Work instruction ▸ All entries are to be copied verbatim, while the pictures stay out.

Extracted material ▸
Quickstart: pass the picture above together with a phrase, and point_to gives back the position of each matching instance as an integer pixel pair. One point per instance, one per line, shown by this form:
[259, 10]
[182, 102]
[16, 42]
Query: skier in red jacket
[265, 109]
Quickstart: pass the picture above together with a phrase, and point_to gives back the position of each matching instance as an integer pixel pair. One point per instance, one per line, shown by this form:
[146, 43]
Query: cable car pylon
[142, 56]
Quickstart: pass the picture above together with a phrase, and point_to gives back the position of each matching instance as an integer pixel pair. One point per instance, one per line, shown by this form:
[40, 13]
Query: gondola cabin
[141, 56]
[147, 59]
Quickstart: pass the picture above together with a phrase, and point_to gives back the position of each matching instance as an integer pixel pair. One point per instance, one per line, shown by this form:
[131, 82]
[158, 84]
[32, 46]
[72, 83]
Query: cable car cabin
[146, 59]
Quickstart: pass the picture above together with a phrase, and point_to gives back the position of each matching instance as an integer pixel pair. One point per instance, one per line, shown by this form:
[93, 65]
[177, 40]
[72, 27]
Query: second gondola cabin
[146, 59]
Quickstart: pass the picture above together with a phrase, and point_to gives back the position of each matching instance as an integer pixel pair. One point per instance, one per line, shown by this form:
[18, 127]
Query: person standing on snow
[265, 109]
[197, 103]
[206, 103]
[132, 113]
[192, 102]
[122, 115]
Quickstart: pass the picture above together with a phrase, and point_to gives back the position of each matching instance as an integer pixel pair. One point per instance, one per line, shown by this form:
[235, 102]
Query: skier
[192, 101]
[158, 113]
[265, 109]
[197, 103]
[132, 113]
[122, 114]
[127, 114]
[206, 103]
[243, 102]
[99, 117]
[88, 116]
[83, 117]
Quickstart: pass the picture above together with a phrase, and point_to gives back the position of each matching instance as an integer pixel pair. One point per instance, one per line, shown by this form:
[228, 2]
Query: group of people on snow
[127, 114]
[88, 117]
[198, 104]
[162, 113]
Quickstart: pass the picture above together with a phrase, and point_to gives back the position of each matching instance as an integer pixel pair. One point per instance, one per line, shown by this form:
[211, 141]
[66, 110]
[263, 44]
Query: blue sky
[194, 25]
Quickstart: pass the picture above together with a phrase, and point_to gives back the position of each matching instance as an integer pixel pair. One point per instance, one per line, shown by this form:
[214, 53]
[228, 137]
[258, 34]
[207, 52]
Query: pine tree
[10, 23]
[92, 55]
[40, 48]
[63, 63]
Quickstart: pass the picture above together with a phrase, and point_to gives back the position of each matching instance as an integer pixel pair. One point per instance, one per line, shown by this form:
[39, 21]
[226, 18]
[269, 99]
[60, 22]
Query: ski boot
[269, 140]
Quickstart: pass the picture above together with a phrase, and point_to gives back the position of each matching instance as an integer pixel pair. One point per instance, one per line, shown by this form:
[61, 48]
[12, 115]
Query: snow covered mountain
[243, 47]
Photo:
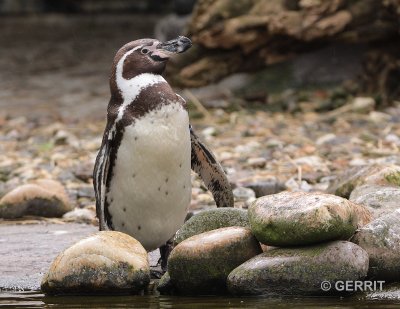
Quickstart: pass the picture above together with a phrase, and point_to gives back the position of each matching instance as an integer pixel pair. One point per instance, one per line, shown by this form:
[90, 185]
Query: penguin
[142, 173]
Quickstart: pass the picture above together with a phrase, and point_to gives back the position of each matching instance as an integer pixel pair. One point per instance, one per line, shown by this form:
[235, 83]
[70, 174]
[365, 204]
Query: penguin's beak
[165, 50]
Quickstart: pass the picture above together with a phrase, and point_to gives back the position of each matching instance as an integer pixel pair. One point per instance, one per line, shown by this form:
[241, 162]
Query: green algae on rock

Answer space ▸
Quickstart: pass the picture above together with a phrase, and point_to gives back the position of each matching instance as an integer pixel pair. One point per instance, one per line, shown by this form:
[259, 10]
[182, 102]
[16, 42]
Query: skier in red jacket
[265, 109]
Quickstart: pass the picture above together with a phrase, and point_to gives back the position of each matching instance as an integer pixel pair. One point per instance, one per line, shown by this form:
[146, 43]
Query: cable car pylon
[142, 56]
Quickstart: pass the picture above together with a phrase, and point_to gives back the position of each matching instance as an integer pixel pair. One point per instance, one per line, shown by this form:
[40, 13]
Query: gondola cabin
[141, 56]
[147, 59]
Quickstart: pass the picture above together with a phrase, and point_to gives back the position of each matching instance as an integer pixel pair. One point per instance, one per line, shown by this form:
[131, 82]
[158, 84]
[32, 46]
[72, 83]
Query: cable car cabin
[146, 59]
Quickstart: pass the picture above together with a phrase, and point_to gives back the position of each matching instance as an integer pixel pair. One point per instance, one per line, shown by this form:
[93, 65]
[177, 40]
[72, 27]
Query: second gondola cabin
[146, 59]
Quickstart: pass the picture above together with a phrase, and point_to gives back the position of each matching instance as an integer pixel pair. One point per instance, one per line, shown by this form:
[18, 127]
Query: person standing on snow
[265, 109]
[197, 103]
[206, 103]
[132, 113]
[192, 102]
[122, 115]
Quickstart: pass the picture above together with a phrase, and point_to gives back the position of each matching instance as an integer pixel pair. One point per instance, one per line, shown by this form:
[235, 102]
Query: skier
[192, 101]
[158, 113]
[265, 109]
[197, 103]
[132, 113]
[122, 114]
[127, 114]
[206, 103]
[243, 102]
[99, 117]
[88, 116]
[83, 117]
Quickstart: pass the picture above together with a phrase, and point_to gives back the position of each matching instance as an integer pixel pair. One point per instance, one per line, shown by this form:
[228, 2]
Query: group of people on snow
[127, 114]
[88, 117]
[198, 104]
[162, 113]
Quickstart: pass the picture above together with a phrase, and point_to gives back the position of each matching instance as an integer pixel pair. One point per instance, one per line, shown by this form:
[211, 141]
[66, 110]
[263, 44]
Query: blue sky
[194, 25]
Quickstart: pass the picture above together with a phrase, and point_to gives back the position of each matching instance as an integer pixel pair. One point per instance, one per line, shown by this form:
[214, 53]
[228, 137]
[258, 34]
[207, 52]
Query: pine tree
[10, 23]
[92, 55]
[40, 48]
[63, 63]
Quickstart: pass the picture above together with a phrase, and point_to gives back the position of each matching instance as an integer pixel pair. One point per instance, one per line, shown by this form:
[39, 21]
[226, 18]
[269, 99]
[60, 22]
Query: ski boot
[269, 140]
Quickstart: pass the picture above together with a phrase, and point_to gives back the position of each matching instance as an integer pixel pair. One point per instance, one per line, shown by this form:
[61, 48]
[12, 115]
Query: snow covered mountain
[243, 47]
Photo:
Quickstart: pass the picture above together with a phrase, and point_to gives back the position of each matching instance as an integer pixel pair. One point per instance, one per line, shown by this form:
[90, 185]
Query: penguin
[142, 173]
Quickstart: pass the picture above together with a phrase, and point_to gives back the position of each matching instance as an integer pixel pair. One point per instance, one per line, shown by this form:
[235, 83]
[70, 174]
[365, 204]
Query: penguin's beak
[165, 50]
Quickstart: pass the picture above together with a phrase, and point_to gives back the position of each matching instance as an integer pixel pair. One point per instance, one per line, shown by this form:
[241, 162]
Query: green algae on rock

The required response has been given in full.